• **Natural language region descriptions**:
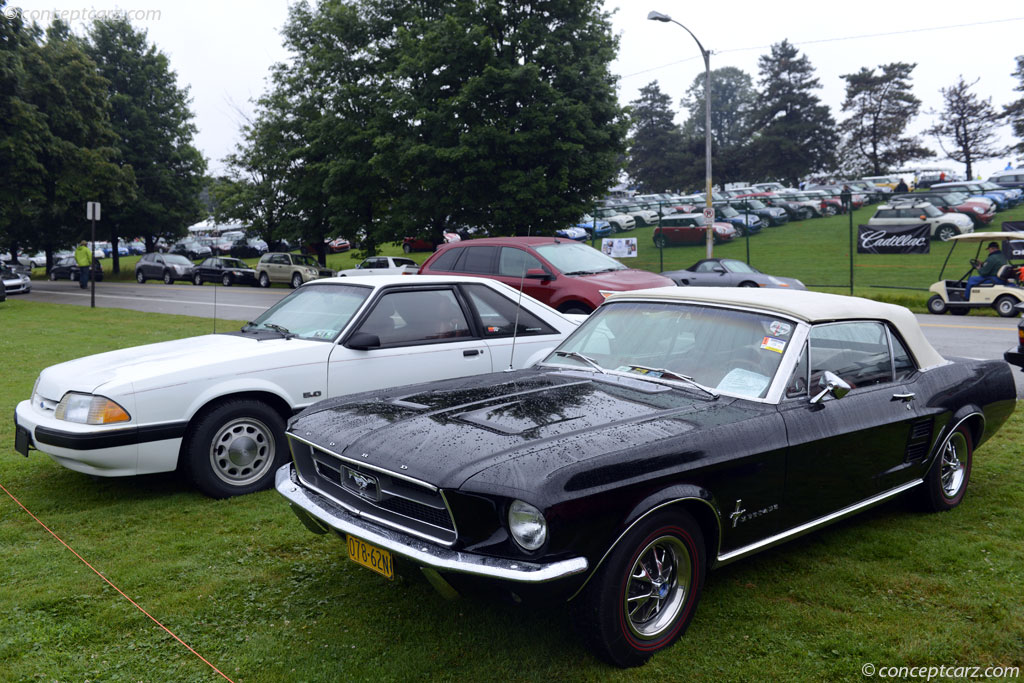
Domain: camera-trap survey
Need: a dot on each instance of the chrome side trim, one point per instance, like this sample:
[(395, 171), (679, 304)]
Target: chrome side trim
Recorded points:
[(326, 512), (637, 521), (797, 531)]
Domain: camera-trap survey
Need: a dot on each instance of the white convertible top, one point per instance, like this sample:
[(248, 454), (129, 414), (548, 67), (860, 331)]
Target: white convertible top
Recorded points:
[(807, 306)]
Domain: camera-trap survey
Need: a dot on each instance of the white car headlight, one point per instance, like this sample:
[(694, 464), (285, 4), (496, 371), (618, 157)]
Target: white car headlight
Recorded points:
[(89, 410), (527, 525)]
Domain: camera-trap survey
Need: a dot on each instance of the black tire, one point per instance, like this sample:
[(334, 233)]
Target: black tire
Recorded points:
[(936, 305), (576, 309), (236, 447), (673, 542), (1006, 306), (946, 482)]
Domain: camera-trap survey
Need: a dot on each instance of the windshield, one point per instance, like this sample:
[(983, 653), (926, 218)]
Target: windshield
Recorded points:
[(733, 265), (577, 259), (732, 351), (313, 311)]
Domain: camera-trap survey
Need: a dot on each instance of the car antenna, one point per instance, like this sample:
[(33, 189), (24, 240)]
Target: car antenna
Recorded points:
[(518, 305)]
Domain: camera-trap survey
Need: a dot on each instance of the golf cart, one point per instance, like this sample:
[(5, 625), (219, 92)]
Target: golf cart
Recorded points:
[(948, 294)]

• **Task to complete**: All lines from the one containing "Need: a dot on each instance of the golf" down to the final line above are to be restated word for word; leave out the rest.

• **Task result**:
Need: a dot on each instance of the golf cart, one point per instance, like this sample:
[(5, 625), (219, 92)]
Target: golf cart
Recorded points:
[(948, 294)]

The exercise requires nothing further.